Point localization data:
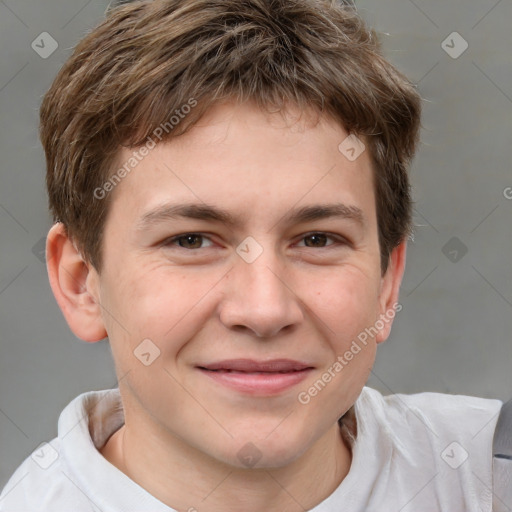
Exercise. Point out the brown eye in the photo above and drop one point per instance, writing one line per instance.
(316, 240)
(188, 241)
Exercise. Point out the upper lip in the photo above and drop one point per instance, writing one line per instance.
(250, 365)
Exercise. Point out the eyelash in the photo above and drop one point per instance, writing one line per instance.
(338, 240)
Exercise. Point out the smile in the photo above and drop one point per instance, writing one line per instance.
(263, 378)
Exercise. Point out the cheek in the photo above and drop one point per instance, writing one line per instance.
(164, 304)
(344, 299)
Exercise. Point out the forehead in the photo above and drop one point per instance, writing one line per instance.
(251, 165)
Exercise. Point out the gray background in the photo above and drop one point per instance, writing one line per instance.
(453, 334)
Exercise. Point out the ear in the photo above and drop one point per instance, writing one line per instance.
(389, 290)
(75, 285)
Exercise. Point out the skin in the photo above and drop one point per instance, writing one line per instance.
(303, 298)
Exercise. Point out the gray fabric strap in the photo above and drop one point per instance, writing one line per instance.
(502, 461)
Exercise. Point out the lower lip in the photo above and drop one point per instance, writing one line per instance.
(258, 383)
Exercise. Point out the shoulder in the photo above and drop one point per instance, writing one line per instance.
(41, 483)
(441, 414)
(439, 443)
(56, 476)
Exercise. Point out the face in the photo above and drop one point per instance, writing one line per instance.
(241, 261)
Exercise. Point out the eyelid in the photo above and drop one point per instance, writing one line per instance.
(169, 242)
(337, 239)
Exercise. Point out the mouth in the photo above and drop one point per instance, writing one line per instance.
(262, 378)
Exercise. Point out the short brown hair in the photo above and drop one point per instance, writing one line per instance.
(149, 58)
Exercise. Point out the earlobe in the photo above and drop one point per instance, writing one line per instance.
(389, 291)
(75, 286)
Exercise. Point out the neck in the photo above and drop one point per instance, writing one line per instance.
(185, 479)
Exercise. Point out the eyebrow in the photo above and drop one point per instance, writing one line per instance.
(207, 212)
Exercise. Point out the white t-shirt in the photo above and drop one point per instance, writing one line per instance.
(412, 453)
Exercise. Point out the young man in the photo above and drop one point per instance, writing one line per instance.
(229, 185)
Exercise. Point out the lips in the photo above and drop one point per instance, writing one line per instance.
(259, 378)
(250, 366)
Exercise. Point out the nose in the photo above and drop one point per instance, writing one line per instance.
(259, 298)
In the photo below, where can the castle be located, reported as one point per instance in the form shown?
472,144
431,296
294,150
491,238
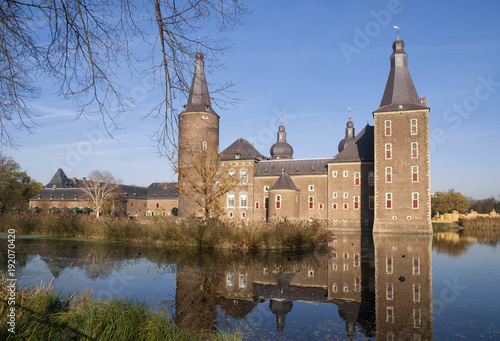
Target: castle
379,180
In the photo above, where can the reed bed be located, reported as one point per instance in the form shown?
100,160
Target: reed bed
41,315
173,232
479,223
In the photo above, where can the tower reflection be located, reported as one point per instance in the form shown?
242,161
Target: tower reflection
382,286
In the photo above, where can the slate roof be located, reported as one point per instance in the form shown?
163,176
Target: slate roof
361,149
243,148
199,97
67,194
60,180
163,190
284,182
292,166
137,192
400,93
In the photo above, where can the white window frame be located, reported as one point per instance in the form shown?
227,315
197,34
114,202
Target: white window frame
243,200
229,197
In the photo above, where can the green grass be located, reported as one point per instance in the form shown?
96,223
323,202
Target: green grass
172,232
41,315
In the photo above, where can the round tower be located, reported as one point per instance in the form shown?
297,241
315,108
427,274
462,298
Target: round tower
198,138
281,149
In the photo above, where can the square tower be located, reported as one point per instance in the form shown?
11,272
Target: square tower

Task objective: From the first line to the last, output the records exactly without pictures.

Written response:
Exercise. Point out the brown eye in the photo above and drop one point per instance, writing one line per instance.
(316, 240)
(188, 241)
Exercise. Point out the upper lip in the photo above and drop one point per instance, writing one line per instance.
(250, 365)
Exercise. Point out the eyelash in the photo above and drop one point per instance, writing one line per instance.
(338, 240)
Exercise. Point out the smile in the photo above and drop one point per instance, writing one line per instance.
(263, 378)
Exercise. Point out the cheek in the photo above and drop one point per instance, writing one line per instance.
(164, 304)
(344, 299)
Exercise. Point out the forehead in the photo above and drop one point per instance, writing one line per instance.
(251, 165)
Exercise. Point out the gray background in the photo above and drop one point per instance, writing one line per instance.
(453, 334)
Exercise. Point out the ear in the photo above and drop one point per instance, writing one line per instance.
(389, 290)
(75, 285)
Exercise. Point out the skin in the photo above and drop one point per instance, writing one line per instance.
(303, 298)
Exercise. Point out the gray fabric strap in the photo above and drop one point per instance, writing one line per instance.
(502, 461)
Exercise. Point out the lower lip in the photo above and drop one point per instance, writing one line per instance.
(258, 383)
Exercise. Point out the shoulder in the photo above and drop one point per instance, writing one line per instance.
(41, 483)
(441, 414)
(439, 443)
(56, 476)
Exercise. Point out the face in the photo above and drop one point per instance, writing one line per instance.
(241, 261)
Exercise. Point out the eyelid in the photo above and drop one point per instance, writing one line per instance.
(169, 242)
(337, 239)
Exercise. Point out the mouth in the photo above and drop one point per instance, writing one line per instance.
(262, 378)
Exercise. Point out the short brown hair in the photo above and drop one point per instance, writing one line per instance.
(149, 58)
Exercise. Point out the earlobe in the photo above and drop one point per instance, writing one line per instance.
(389, 291)
(75, 286)
Exercise. Point out the neck in the photo above and drop one point per instance, writing one line per instance.
(185, 479)
Exercise. Point out the eyebrow in the photo above and drop one point per instance, writing one line per instance.
(207, 212)
Exercise. Point out the white t-shirt in the photo above and drop one point per instance, writing one line per instance.
(412, 453)
Exercise. Point out the young man in the photo above and drop one point per instance, writing one line per instance.
(229, 185)
Exercise. Point out the lips in the photo above and drop one point per instance, writing one line per instance.
(259, 378)
(250, 366)
Exercise. Point out the nose in the photo above and drop one point per instance, writing one line per instance.
(259, 298)
In the photo below, where can the castle be located, reported as one point per instance in the form shown?
472,144
431,296
294,150
491,238
Target: castle
379,180
In the photo above, where can the reed bed be located, reported as one point per instance in the form shown?
100,160
Target: reed bed
41,315
173,232
479,223
In the photo above, where can the tower reflection be located, reported as one point per instance in the form shown?
242,161
Target: tower reflection
382,286
In the photo above, where can the slate roof be located, reported as one point per instance in the form shown?
163,176
Target: slate roof
361,149
243,148
199,97
67,194
60,180
163,190
284,182
292,166
137,192
400,93
In the photo above, where can the white window frame be located, reported as one point per instance in the form shown?
227,315
197,34
114,202
Target: white window frame
243,200
229,197
In the photo above, where can the green grass be located, reported as one point per instance in the form shown?
96,223
323,202
Target: green grass
172,232
41,315
In the photo above, where can the round tower be located, reported as one point per instance in the form shown?
297,241
315,108
427,274
462,298
Target: round tower
198,138
281,149
In the photo above, where can the square tower be located, reported as one point per instance in the form shown?
11,272
Target: square tower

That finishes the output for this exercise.